(Fragmento del documento)

++++++++++

En una reciente publicación de Libertad y Desarrollo se da a conocer el artículo “Sufragio, ¿voluntario u obligatorio?”
El texto afirma que con ocasión de la crisis política y social que afecta a nuestro país, ha resurgido el debate relativo a la voluntariedad u obligatoriedad del voto. Muchos sostienen que el actual régimen de sufragio voluntario, implementado a partir de 2012, sería una de las causas de la deslegitimación de las instituciones políticas nacionales, en cuanto la baja participación en los procedimientos electorales sería producto de esta política pública. Por ello, arguyen, debiese consagrarse el sufragio obligatorio en Chile como antídoto a esa baja participación y método de relegitimación democrática. Sin embargo, tal razonamiento es errado, existiendo buenas razones para preferir el sufragio voluntario por sobre el obligatorio.
ARGUMENTOS A FAVOR DEL SUFRAGIO VOLUNTARIO
LyD da a conocer los argumentos a favor del sufragio voluntario.
1. El voto es un derecho
La pregunta fundamental es aquella relativa a si el voto es un derecho o un deber. Ahí yace la esencia de la discusión -una discusión que debe referirse a principios y no sólo a las eventuales consecuencias de uno y otro régimen-, pues,según cómo se entienda la naturaleza del voto, la relación que existirá entre ciudadano y Estado será diametralmente opuesta.
Si se considera que votar es un derecho, entonces la forma jurídica que mejor se adecúa a dicha naturaleza es la del régimen voluntario de sufragio. Si por el contrario, se lo entiende como un deber, entonces la respuesta normativa más armónica con tal naturaleza es la del sufragio obligatorio. Ahora, ¿qué diferencia a los derechos de los deberes? Afirmar que el ciudadano es titular de un derecho frente al Estado supone sostener que esa relación concreta está puesta en interés del ciudadano; que éste se encuentra en una posición de preeminencia respecto de aquel. En términos civilistas, el ciudadano es el acreedor de la relación, por lo que el objeto de la misma está puesto en su interés y él es libre de ejercer o no dicho derecho, aunque respetando ciertos límites inherentes al mismo, como los derechos de terceros. Esta titularidad y preeminencia se plasma en que los derechos poseen un núcleo irreductible, que pertenece al ciudadano por el sólo hecho de ser tal y que no puede ser transgredido por el Estado. Así lo recoge y consagra el artículo 19 N° 26 de la Constitución Política, la llamada garantía de garantías, que señala: “la seguridad de que los preceptos legales que por mandato de la Constitución regulen o complementen las garantías que ésta establece o que las limiten en los casos en que ella lo autoriza, no podrán afectar los derechos en su esencia, ni imponer condiciones, tributos o requisitos que impidan su libre ejercicio”. Así, tal disposición reconoce y ampara ese núcleo irreductible de los derechos, que es propio del ciudadano y que no puede ser afectado por el Estado. Distinto es el caso de los deberes. Ellos están en interés del Soberano, quien puede imponerlos, gravarlos, aligerarlos y condonarlos y, sobre todo, exigirlos coactivamente. Así, el Estado tiene gran discrecionalidad en las relaciones que se consideran deberes y no derechos del ciudadano, pues ellas responden a su interés, invirtiéndose la balanza de preeminencia respecto del individuo. El caso típico son los impuestos, los cuales pueden ser agravados, aligerados e incluso condonados por el Estado, bajo el entendido que los mismos responden a su solo interés, y no del ciudadano.

++++++++++

(Consigna 1) Según el texto sobre el sufragio, ¿desde qué año rige en Chile el régimen de sufragio voluntario?
(Consigna 2) Transcribe del texto sobre el sufragio todo lo que va desde “El texto afirma” hasta “sobre el obligatorio.”.
(Consigna 3) ¿Por qué, según el texto sobre el sufragio, el Estado tiene gran discrecionalidad en las relaciones que se consideran deberes del ciudadano? Explícalo en una a tres oraciones.

(Extracto de datos)
++++++++++

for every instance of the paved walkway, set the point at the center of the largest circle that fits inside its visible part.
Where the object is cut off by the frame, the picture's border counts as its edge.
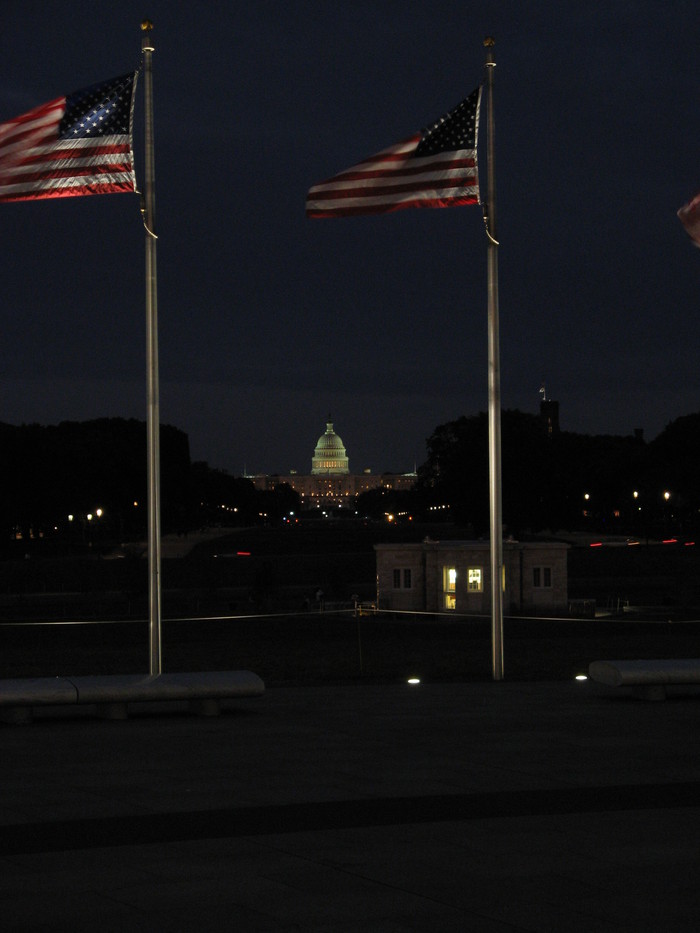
(460, 807)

++++++++++

(Respuesta redactada 1) Desde 2012.

(Respuesta redactada 2)
El texto afirma que con ocasión de la crisis política y social que afecta a nuestro país, ha resurgido el debate relativo a la voluntariedad u obligatoriedad del voto. Muchos sostienen que el actual régimen de sufragio voluntario, implementado a partir de 2012, sería una de las causas de la deslegitimación de las instituciones políticas nacionales, en cuanto la baja participación en los procedimientos electorales sería producto de esta política pública. Por ello, arguyen, debiese consagrarse el sufragio obligatorio en Chile como antídoto a esa baja participación y método de relegitimación democrática. Sin embargo, tal razonamiento es errado, existiendo buenas razones para preferir el sufragio voluntario por sobre el obligatorio.

(Respuesta redactada 3) Porque los deberes están en interés del Soberano, que puede imponerlos, gravarlos, aligerarlos, condonarlos y exigirlos coactivamente. Como esas relaciones responden al interés del Estado, la balanza de preeminencia se invierte respecto del individuo.